■ TASK BRIEF ■
Repeat, exactly and only, the lines from the one containing "of the short" to the last line, inclusive; do not repeat the pictures.

[start ROWS]

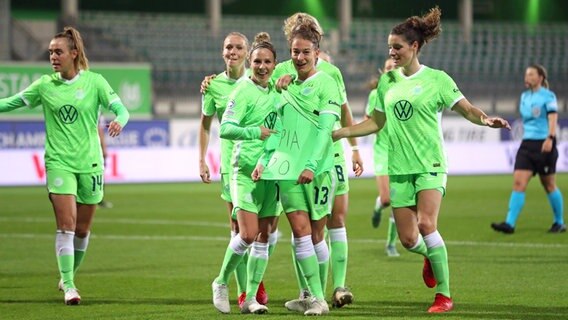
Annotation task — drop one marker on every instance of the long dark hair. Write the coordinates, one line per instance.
(420, 29)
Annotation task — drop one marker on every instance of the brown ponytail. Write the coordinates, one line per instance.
(75, 42)
(420, 29)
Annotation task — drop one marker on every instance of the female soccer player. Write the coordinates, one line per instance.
(73, 157)
(381, 171)
(538, 152)
(303, 160)
(216, 90)
(411, 98)
(248, 121)
(336, 224)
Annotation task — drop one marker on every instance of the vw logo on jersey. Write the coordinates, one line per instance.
(68, 114)
(307, 90)
(403, 110)
(536, 111)
(270, 120)
(417, 90)
(80, 94)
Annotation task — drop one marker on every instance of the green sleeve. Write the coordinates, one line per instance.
(449, 90)
(231, 131)
(11, 103)
(208, 103)
(122, 114)
(323, 140)
(371, 102)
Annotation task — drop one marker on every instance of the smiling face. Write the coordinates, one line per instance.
(262, 63)
(304, 55)
(389, 65)
(234, 52)
(62, 58)
(400, 51)
(532, 79)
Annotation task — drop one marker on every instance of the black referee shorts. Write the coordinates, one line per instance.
(531, 157)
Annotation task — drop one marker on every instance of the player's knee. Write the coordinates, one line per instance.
(407, 241)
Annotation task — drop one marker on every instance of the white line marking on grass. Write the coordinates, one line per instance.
(225, 239)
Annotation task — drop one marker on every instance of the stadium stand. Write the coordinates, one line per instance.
(489, 69)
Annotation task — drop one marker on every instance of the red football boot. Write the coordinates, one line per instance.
(428, 274)
(242, 298)
(261, 295)
(441, 304)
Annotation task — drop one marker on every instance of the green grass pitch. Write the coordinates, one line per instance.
(154, 255)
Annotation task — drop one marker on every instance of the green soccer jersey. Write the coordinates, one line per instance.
(300, 108)
(250, 106)
(214, 101)
(413, 108)
(71, 109)
(287, 67)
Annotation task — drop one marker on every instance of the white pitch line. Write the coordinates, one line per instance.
(226, 239)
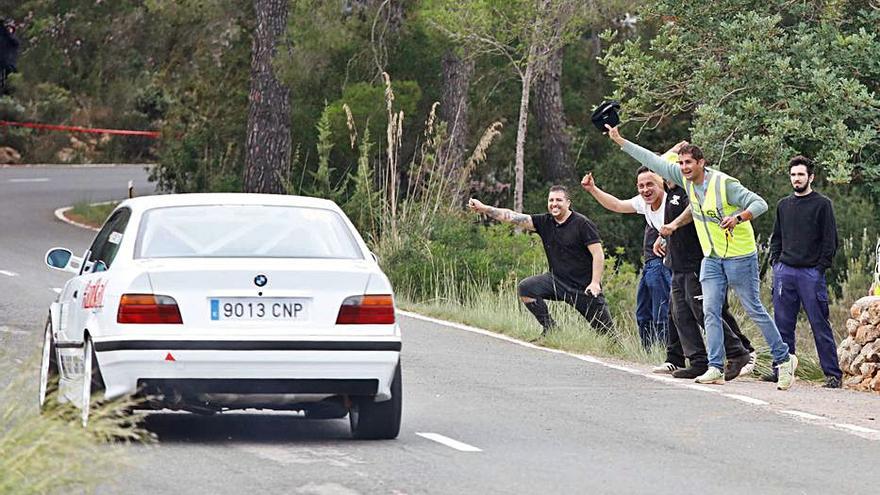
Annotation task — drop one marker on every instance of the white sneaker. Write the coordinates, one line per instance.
(712, 375)
(750, 367)
(786, 373)
(664, 369)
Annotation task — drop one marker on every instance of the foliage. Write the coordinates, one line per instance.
(94, 214)
(764, 80)
(51, 452)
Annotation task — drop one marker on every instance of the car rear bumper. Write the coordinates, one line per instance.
(258, 367)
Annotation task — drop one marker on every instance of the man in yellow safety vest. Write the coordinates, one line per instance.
(722, 209)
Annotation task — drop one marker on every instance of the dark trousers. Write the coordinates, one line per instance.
(687, 310)
(652, 302)
(795, 287)
(547, 287)
(674, 352)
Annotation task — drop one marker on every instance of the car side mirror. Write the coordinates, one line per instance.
(62, 259)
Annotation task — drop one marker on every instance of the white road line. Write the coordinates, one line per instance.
(449, 442)
(5, 329)
(859, 431)
(40, 179)
(622, 368)
(702, 388)
(750, 400)
(804, 415)
(661, 378)
(856, 428)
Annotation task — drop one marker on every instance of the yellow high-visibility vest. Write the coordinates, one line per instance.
(714, 240)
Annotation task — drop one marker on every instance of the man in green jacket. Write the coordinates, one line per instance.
(722, 209)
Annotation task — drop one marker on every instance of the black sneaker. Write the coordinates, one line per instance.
(770, 377)
(734, 366)
(832, 382)
(689, 373)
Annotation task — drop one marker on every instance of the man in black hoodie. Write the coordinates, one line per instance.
(802, 247)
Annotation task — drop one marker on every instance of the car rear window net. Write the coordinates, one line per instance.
(253, 231)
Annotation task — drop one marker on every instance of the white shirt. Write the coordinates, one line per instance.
(653, 217)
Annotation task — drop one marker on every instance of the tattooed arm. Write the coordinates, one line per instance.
(502, 214)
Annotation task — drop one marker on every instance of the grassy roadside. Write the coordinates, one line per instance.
(501, 312)
(90, 214)
(51, 452)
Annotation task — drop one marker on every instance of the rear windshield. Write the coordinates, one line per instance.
(244, 231)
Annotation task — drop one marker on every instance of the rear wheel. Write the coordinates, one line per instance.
(372, 420)
(92, 380)
(48, 368)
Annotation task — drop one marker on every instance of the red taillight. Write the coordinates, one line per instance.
(366, 310)
(147, 308)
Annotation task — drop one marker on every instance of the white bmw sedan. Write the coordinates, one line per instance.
(211, 302)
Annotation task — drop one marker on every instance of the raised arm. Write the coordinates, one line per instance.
(667, 170)
(598, 253)
(607, 200)
(502, 214)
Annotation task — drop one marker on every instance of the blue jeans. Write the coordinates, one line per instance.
(652, 302)
(740, 274)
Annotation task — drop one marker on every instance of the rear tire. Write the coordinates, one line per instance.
(92, 380)
(372, 420)
(48, 368)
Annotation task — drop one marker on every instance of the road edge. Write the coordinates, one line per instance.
(779, 409)
(60, 215)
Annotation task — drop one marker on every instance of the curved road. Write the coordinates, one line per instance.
(481, 415)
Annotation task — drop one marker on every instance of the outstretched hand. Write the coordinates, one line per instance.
(476, 205)
(614, 134)
(658, 247)
(588, 182)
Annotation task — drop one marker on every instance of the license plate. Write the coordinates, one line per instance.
(260, 308)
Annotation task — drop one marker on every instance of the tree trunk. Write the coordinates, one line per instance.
(457, 74)
(268, 128)
(556, 166)
(521, 129)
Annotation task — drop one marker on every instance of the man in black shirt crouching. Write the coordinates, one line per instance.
(574, 252)
(802, 247)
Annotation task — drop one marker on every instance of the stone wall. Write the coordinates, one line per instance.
(859, 352)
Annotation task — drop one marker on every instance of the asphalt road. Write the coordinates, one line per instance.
(528, 421)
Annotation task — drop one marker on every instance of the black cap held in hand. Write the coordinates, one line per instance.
(606, 113)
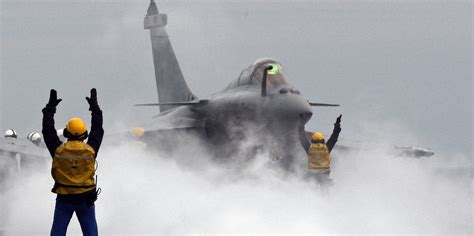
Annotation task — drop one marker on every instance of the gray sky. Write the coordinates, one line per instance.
(407, 63)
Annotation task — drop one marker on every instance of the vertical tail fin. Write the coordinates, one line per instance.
(170, 82)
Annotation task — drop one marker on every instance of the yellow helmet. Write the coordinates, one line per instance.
(318, 136)
(138, 132)
(76, 127)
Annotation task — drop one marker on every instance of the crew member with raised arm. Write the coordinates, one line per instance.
(73, 166)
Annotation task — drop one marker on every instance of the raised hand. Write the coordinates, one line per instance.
(92, 100)
(338, 120)
(53, 99)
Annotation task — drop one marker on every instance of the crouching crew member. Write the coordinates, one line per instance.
(73, 167)
(319, 160)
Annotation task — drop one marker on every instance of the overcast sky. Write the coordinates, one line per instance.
(407, 63)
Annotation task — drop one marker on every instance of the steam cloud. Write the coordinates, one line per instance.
(147, 193)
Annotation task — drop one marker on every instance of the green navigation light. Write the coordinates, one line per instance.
(274, 70)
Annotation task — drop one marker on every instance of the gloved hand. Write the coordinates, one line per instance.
(93, 105)
(53, 100)
(337, 125)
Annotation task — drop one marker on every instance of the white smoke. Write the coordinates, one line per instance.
(144, 193)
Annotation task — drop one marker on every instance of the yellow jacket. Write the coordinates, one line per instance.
(73, 168)
(318, 157)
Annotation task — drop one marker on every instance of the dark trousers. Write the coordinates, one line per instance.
(85, 213)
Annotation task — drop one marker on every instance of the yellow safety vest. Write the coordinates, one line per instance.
(318, 157)
(73, 168)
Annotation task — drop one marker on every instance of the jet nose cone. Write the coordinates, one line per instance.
(306, 116)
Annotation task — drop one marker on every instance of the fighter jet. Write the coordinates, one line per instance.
(259, 106)
(258, 112)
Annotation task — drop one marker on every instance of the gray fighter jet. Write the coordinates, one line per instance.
(259, 107)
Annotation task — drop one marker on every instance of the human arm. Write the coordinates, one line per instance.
(50, 136)
(335, 134)
(97, 132)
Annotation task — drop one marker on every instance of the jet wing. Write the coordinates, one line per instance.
(347, 144)
(182, 117)
(23, 147)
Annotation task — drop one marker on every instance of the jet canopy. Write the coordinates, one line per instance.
(253, 74)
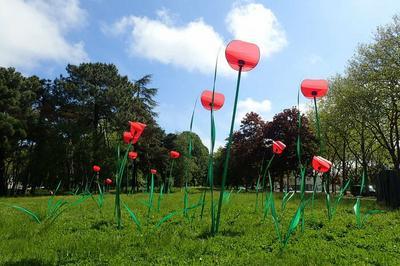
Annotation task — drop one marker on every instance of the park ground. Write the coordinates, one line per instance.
(84, 235)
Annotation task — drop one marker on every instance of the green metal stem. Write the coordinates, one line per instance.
(228, 151)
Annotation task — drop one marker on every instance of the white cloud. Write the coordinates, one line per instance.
(255, 23)
(314, 59)
(194, 46)
(248, 105)
(34, 30)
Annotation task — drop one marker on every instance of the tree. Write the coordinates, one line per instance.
(17, 95)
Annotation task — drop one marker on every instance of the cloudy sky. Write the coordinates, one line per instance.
(178, 41)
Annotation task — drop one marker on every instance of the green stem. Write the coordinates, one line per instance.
(228, 151)
(150, 197)
(321, 149)
(170, 175)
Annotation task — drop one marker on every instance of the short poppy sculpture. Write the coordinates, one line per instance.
(151, 195)
(136, 129)
(212, 100)
(187, 174)
(127, 137)
(96, 168)
(173, 155)
(241, 56)
(321, 164)
(278, 147)
(130, 138)
(132, 155)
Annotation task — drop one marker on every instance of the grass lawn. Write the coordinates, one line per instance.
(83, 235)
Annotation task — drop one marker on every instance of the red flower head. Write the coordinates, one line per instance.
(314, 88)
(321, 164)
(136, 130)
(206, 100)
(132, 155)
(174, 154)
(242, 54)
(127, 136)
(96, 168)
(278, 147)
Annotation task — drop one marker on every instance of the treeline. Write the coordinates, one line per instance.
(252, 149)
(361, 115)
(56, 130)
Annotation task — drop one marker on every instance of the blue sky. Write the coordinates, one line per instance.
(177, 42)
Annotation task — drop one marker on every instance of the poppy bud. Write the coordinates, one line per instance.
(127, 136)
(206, 100)
(96, 168)
(132, 155)
(314, 88)
(136, 130)
(244, 55)
(321, 164)
(278, 147)
(174, 154)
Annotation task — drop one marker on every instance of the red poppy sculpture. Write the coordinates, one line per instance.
(241, 56)
(96, 168)
(278, 147)
(321, 164)
(314, 88)
(132, 155)
(209, 103)
(127, 137)
(174, 154)
(136, 129)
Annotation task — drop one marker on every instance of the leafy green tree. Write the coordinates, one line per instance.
(17, 97)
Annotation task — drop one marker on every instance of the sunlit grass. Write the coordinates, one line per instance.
(88, 236)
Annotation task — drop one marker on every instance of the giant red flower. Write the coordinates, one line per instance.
(321, 164)
(278, 147)
(244, 55)
(206, 100)
(127, 137)
(96, 168)
(174, 154)
(136, 130)
(132, 155)
(314, 88)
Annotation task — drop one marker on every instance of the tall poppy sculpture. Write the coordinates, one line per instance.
(242, 57)
(315, 89)
(173, 155)
(211, 101)
(189, 155)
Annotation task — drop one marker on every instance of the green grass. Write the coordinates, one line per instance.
(83, 235)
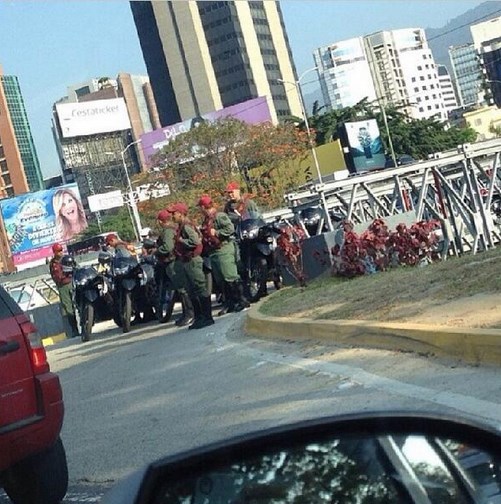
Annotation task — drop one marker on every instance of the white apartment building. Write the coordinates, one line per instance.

[end ROWS]

■ TASK OUTPUT ■
Annotation task — drop one marker on every instance of the short poppy sculpture. Write the coordinates, one line per instance.
(151, 195)
(136, 129)
(212, 100)
(187, 174)
(127, 137)
(96, 168)
(173, 155)
(241, 56)
(321, 164)
(278, 147)
(130, 138)
(132, 155)
Annotation task — drop one marker on every instance of the grass lawn. Write the coordinates, one line per instance.
(83, 235)
Annotation task — drop one marker on every instance of the red flower head. Write the coordinates, one line per instance.
(314, 88)
(321, 164)
(136, 130)
(206, 100)
(132, 155)
(174, 154)
(242, 54)
(127, 136)
(96, 168)
(278, 147)
Annotation task — drop one marker on every instance of the treeline. Write the coordinates, one line per instance.
(252, 149)
(361, 115)
(56, 130)
Annotation task — drop one marker on every instance of the blue sky. Write the coordinates, one line per instance.
(177, 42)
Annotation task — drop one marker on every instance of the poppy bud. Write the coordinates, one line per instance.
(127, 136)
(206, 100)
(96, 168)
(132, 155)
(314, 88)
(136, 130)
(244, 55)
(321, 164)
(278, 147)
(174, 154)
Annotation task — drop one marker on every instance of the red poppy sculpture. Write the coordinates, one line per instance.
(241, 56)
(96, 168)
(278, 147)
(321, 164)
(314, 88)
(132, 155)
(209, 103)
(127, 137)
(174, 154)
(136, 129)
Annotation task — drop one marker on every instance of the leafy green tree. Write the coordinates, one line per instance.
(17, 97)
Annotation task — drop one marker on every instance of the sunlit grass. Write the coordinates, one line per instance.
(88, 236)
Annotation task — drop one marker on every instance of the giant red flower. Write the coordinates, one line per instance.
(321, 164)
(278, 147)
(244, 55)
(206, 100)
(127, 137)
(96, 168)
(174, 154)
(136, 130)
(132, 155)
(314, 88)
Annotation task — drop one marker on every instance of the tall poppy sculpture. Write the coordinates, one line per instance.
(242, 57)
(315, 89)
(173, 155)
(211, 101)
(189, 155)
Annotation task — drop one marker on every instance of the green grass. Write the coordinates, one line per instance.
(83, 235)
Annotation task — drop one marker on every instance of the white apartment building. Write the coordinates, one line per instance.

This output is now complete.